**GOAL**
Copy out the records starting at the very beginning and ending at the line that holds "x=610, y=136", request lines included, and shift every pin by adding 136 to each of its x and y coordinates.

+--

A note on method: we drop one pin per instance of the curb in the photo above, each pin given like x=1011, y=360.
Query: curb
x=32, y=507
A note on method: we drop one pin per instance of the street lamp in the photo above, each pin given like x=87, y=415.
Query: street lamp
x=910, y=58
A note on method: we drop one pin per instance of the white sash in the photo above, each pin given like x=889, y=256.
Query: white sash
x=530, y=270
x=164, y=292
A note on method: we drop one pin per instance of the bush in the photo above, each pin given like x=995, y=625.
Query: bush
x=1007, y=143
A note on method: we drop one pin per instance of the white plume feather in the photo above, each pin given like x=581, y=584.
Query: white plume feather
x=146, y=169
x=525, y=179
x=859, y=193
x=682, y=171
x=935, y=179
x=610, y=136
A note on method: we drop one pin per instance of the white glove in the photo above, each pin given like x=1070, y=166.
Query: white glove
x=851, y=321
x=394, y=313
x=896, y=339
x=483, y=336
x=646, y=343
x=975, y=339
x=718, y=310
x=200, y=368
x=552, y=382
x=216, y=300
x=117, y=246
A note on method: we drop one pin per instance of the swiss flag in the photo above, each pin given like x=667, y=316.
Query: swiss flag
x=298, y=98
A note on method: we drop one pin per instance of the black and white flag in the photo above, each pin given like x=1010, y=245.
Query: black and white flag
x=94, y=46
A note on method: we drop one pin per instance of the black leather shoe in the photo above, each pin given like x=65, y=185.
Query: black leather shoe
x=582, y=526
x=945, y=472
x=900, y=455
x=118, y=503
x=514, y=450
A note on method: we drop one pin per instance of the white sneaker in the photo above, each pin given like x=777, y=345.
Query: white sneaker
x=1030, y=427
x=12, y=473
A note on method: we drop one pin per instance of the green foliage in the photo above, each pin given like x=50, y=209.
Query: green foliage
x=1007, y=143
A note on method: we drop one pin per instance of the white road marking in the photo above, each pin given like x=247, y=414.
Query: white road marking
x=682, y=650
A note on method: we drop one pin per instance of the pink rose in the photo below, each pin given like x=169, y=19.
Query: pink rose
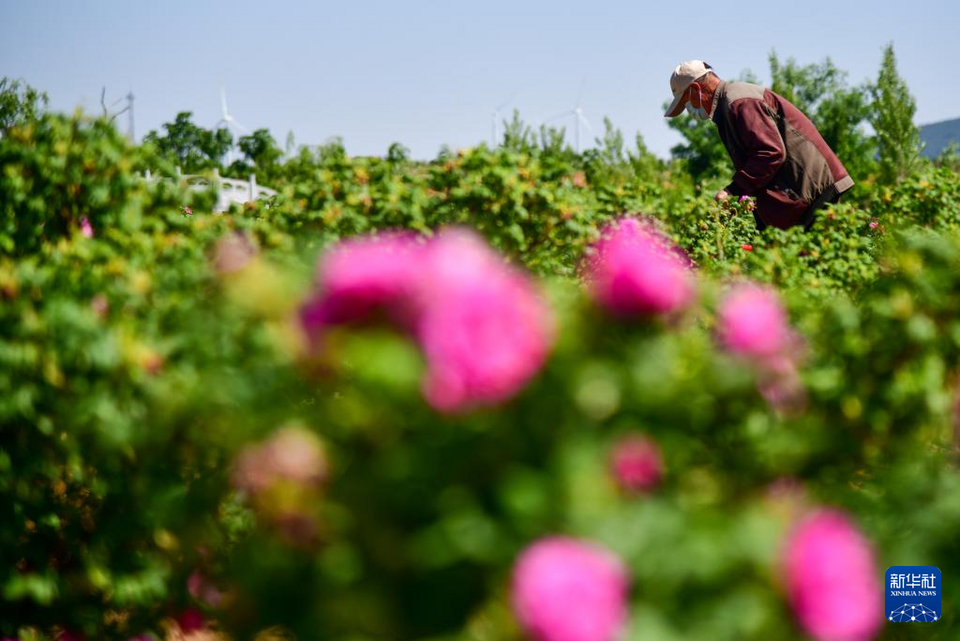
x=636, y=463
x=635, y=270
x=360, y=276
x=752, y=322
x=292, y=454
x=568, y=590
x=832, y=579
x=484, y=328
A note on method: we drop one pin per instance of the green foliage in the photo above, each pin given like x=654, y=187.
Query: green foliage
x=840, y=112
x=19, y=103
x=898, y=138
x=135, y=367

+--

**ANSWER IN FULL**
A note on method: we drop one pin per instance of the curb in the photo above, each pin given like x=1011, y=360.
Query: curb
x=168, y=643
A note on method: we drop one pin per instance of the street lamp in the photo above, each pin given like x=87, y=415.
Query: street lamp
x=1046, y=194
A note on method: we drop one pin per instance of the white sash in the photo above, each pin given like x=889, y=256.
Query: white sash
x=666, y=406
x=300, y=428
A note on method: we drop one pin per instance of the bush in the photo above, each pin given like x=995, y=625.
Query: bush
x=1143, y=279
A note on method: we drop one pin per instance of the white plume feather in the photo above, each pin given like x=581, y=584.
Query: white plume feather
x=282, y=305
x=661, y=315
x=995, y=329
x=818, y=307
x=1071, y=315
x=746, y=272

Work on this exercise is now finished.